TASK BRIEF: Give an exact copy of the line that has "--target kitten's paw" and of every line below it, through the last, with nothing else.

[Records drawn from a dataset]
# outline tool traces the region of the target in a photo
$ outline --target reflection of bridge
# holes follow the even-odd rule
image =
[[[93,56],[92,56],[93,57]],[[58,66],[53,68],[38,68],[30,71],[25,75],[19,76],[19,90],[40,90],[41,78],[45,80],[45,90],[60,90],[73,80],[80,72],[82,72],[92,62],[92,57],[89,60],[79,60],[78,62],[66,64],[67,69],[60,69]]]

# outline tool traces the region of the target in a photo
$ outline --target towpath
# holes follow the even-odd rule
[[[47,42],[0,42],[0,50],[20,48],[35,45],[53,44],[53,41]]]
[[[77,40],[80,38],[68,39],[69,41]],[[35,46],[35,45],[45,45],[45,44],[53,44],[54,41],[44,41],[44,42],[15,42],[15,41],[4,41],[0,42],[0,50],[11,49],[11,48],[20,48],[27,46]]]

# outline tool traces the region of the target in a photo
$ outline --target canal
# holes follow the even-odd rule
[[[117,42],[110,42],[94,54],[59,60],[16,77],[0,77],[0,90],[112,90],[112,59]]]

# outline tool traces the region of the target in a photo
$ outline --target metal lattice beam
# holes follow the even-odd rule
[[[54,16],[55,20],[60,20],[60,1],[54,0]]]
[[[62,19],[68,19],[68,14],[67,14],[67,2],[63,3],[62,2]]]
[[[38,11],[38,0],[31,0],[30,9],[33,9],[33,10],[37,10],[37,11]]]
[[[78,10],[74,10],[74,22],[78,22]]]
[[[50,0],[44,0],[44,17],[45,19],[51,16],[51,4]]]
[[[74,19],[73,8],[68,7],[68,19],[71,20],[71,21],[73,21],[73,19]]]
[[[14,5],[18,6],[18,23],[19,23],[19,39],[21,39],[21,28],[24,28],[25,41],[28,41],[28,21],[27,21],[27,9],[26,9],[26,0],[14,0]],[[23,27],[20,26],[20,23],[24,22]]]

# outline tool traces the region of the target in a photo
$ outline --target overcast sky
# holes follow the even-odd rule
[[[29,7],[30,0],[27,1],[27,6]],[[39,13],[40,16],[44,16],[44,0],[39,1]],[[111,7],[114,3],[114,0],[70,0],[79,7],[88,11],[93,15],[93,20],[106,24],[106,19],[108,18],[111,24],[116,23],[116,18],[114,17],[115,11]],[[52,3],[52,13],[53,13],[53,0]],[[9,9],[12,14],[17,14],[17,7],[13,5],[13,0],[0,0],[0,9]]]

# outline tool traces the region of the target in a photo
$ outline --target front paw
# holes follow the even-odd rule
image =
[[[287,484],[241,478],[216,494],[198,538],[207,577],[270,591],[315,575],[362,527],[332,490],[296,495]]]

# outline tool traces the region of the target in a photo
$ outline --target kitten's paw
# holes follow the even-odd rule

EXERCISE SOLUTION:
$ outline --target kitten's paw
# holes follow the even-odd rule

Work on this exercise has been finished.